- Extract:
....

Magnetic Center of 1MW Wound Rotor Motor 2

[MacMcMacmac]

thread237-507222
In reference to the above thread: The 1MW, 1780rpm wound rotor motor is experiencing excessive axial vibration after overhaul to replace D.E. bearing which failed due to a lack of lubrication.

A year on, and this issue has not been solved. The Hail Mary play was to take out .055" of soft foot and see if that was causing problems with distortion of the frame when the final bolt-down took place, even though the alignment system said everything was ok with our installation. Everyone is frustrated by now and I get the feeling the motor shop is chasing their tail on this.

I was wondering if this might be a case of multiple magnetic centers? It seems like a long shot but everything measures straight and true, air gap is consistent, new collector rings were machined and installed for the wound rotor to eliminate the porosity found on the old rings. The rotor was sent to another shop to be balanced at higher than usual RPM to ensure everything was ok. We are on the cusp of a major testing campaign and this machine is vital to achieve certain altitude test points.

....

- Dataset rows:

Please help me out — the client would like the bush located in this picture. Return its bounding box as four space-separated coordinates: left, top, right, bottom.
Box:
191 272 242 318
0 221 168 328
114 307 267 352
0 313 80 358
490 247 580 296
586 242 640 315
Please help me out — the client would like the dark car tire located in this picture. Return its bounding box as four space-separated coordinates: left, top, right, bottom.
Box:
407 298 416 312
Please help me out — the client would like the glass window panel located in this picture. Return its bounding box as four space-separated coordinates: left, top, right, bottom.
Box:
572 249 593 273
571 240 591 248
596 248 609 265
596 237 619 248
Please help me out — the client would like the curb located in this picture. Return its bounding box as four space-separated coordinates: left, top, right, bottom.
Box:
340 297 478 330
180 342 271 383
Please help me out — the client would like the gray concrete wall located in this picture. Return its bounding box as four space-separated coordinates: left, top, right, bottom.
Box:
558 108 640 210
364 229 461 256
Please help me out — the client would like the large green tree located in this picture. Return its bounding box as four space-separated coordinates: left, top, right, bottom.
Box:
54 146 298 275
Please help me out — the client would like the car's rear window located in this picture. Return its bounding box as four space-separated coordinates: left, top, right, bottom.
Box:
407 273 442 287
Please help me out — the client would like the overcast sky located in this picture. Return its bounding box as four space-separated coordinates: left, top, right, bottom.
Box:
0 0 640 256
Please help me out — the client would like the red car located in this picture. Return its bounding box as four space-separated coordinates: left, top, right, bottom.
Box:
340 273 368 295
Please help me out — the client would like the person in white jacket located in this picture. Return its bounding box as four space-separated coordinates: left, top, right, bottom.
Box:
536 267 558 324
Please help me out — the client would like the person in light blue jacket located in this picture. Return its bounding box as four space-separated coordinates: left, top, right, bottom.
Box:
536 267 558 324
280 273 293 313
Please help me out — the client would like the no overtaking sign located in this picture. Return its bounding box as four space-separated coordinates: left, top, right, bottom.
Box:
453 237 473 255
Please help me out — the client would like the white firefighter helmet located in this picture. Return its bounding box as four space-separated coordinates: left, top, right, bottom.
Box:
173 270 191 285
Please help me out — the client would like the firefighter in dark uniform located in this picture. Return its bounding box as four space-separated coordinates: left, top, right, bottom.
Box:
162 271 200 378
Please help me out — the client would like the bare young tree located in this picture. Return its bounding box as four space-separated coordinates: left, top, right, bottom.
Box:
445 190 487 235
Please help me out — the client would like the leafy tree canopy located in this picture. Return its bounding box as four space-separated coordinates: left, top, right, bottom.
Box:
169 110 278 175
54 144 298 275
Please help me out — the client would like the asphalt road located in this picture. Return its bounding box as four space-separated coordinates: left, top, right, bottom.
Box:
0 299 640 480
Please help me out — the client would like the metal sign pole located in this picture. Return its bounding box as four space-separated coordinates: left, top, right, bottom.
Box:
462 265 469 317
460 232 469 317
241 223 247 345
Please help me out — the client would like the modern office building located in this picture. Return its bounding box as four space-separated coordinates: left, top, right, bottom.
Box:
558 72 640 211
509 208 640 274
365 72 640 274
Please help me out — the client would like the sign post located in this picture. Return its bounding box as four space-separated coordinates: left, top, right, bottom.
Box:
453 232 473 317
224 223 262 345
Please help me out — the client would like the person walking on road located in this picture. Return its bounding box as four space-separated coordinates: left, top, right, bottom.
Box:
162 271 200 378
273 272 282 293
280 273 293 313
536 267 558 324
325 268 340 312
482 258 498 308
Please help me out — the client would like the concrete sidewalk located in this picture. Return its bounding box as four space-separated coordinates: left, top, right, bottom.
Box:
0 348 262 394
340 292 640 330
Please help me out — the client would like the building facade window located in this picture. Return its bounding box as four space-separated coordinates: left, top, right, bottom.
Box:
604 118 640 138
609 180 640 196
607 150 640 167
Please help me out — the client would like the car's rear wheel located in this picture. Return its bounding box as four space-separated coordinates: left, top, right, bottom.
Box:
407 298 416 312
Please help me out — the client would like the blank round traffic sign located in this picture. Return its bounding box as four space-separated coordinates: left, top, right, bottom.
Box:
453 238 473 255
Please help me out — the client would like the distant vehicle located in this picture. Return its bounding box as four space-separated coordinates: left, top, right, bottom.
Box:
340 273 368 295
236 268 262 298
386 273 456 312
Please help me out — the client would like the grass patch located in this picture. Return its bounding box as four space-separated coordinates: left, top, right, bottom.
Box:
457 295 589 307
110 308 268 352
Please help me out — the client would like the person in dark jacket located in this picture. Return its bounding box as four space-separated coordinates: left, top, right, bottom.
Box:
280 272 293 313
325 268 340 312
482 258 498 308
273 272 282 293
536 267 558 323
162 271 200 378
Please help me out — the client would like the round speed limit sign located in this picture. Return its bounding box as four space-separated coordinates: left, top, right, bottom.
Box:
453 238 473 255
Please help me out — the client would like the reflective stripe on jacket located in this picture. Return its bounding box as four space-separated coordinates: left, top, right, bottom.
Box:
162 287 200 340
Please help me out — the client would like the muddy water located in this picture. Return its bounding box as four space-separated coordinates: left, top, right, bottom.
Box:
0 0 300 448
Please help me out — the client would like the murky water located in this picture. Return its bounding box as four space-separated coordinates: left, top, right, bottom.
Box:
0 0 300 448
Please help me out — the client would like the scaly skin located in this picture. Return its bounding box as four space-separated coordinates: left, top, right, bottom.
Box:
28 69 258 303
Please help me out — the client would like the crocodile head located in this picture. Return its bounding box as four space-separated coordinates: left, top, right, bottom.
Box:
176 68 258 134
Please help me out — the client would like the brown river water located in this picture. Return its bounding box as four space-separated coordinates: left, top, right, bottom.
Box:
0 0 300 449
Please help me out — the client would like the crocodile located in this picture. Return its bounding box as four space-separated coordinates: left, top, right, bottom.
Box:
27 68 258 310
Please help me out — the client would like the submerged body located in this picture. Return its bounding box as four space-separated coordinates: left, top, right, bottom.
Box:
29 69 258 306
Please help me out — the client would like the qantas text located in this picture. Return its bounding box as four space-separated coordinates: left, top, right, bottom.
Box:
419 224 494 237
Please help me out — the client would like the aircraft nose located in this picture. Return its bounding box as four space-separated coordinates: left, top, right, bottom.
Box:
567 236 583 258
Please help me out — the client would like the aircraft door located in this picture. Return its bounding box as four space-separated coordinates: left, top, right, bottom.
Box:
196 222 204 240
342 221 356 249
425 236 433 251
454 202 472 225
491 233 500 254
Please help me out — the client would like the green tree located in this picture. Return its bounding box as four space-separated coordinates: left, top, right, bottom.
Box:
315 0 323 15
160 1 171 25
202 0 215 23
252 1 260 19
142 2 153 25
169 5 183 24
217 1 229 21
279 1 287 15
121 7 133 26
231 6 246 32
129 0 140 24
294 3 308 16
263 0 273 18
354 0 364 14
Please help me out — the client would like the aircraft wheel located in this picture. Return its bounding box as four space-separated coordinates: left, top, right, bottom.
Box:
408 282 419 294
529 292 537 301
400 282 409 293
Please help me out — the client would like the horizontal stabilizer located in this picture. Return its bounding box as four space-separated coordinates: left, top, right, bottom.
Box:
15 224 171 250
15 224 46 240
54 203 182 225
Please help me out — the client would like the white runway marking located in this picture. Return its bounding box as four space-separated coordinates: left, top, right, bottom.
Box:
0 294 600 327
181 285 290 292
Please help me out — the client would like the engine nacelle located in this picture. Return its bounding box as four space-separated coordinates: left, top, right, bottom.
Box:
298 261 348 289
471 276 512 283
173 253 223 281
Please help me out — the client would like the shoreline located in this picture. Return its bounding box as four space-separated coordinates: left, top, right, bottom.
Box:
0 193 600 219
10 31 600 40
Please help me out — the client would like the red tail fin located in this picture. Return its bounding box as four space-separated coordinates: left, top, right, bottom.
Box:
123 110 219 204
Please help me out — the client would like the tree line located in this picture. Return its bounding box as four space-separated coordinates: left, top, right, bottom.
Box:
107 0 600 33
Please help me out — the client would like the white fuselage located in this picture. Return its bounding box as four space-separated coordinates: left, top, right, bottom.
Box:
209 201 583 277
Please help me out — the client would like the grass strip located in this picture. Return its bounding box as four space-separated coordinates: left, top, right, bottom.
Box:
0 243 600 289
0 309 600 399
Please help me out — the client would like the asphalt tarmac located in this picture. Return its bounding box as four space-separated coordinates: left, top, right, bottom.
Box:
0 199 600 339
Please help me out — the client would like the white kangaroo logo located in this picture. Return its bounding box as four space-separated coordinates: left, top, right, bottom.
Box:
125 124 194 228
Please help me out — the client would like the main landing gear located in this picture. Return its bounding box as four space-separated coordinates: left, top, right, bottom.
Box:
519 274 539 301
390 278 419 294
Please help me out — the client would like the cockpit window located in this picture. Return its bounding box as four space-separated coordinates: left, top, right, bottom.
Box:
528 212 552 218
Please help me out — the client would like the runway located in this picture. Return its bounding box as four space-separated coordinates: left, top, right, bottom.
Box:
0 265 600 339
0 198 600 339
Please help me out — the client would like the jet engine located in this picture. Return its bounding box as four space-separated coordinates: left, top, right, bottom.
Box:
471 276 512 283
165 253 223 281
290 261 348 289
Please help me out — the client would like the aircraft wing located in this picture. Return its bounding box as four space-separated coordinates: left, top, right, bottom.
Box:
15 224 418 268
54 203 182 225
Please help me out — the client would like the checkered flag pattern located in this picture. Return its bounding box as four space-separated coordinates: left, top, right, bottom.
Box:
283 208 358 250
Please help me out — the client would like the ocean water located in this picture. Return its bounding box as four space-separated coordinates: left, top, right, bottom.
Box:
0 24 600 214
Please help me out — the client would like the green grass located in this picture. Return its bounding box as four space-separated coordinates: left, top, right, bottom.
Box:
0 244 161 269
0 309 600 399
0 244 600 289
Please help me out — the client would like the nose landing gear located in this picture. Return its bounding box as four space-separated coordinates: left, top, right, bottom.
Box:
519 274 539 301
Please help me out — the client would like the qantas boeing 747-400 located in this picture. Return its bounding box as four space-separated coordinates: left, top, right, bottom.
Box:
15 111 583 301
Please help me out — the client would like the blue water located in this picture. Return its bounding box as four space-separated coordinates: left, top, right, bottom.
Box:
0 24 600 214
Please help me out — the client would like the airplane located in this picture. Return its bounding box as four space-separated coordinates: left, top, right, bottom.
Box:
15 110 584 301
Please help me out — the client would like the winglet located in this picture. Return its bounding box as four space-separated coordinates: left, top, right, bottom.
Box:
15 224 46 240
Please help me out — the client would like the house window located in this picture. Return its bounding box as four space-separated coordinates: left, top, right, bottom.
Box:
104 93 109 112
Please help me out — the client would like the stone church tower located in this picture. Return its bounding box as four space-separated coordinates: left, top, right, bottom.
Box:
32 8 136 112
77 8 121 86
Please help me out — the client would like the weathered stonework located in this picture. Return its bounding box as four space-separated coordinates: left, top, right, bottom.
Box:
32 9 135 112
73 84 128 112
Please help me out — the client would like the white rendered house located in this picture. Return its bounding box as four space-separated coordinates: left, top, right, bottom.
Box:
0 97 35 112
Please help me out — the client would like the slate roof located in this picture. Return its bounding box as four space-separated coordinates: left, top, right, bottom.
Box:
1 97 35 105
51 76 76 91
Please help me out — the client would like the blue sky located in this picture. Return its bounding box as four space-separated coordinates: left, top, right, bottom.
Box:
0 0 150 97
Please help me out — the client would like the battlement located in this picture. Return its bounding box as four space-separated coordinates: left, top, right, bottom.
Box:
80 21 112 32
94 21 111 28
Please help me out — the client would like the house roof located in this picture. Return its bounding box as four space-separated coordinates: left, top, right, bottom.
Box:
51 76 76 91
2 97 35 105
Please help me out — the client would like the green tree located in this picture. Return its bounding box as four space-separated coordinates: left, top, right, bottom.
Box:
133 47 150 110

....

- Tasks:
A: In the wound rotor motor post, how much soft foot was removed in the attempted fix?
B: Extend the wound rotor motor post from its last sentence.
The data is separate from the wound rotor motor post.

- Answers to the problems:
A: .055" of soft foot was taken out.

B:
There has been a theory advanced that changing out to double row ball bearings may make the arrangement more rigid, since the motor shop's engineers stated the current bearings have way more thrust capability than is necessary, but I'm skeptical at this point.

There is the second stage exhauster next to it which has the exact same motor. Management was suggesting installing that motor on the first stage to rule out any machine vibration being transferred to the motor, but I don't see the value in this since absolutely everything points to the motor being the problem, including the motor shop personnel who stated the motor shook excessively even on their testing rig.
Any input is gratefully received.

 

[edison123]

An electric motor has only one magnetic center.

For a 1 MW, 4 pole motor, plain ball bearing in ODE/NDE and cylindrical roller bearing on DE is more than enough.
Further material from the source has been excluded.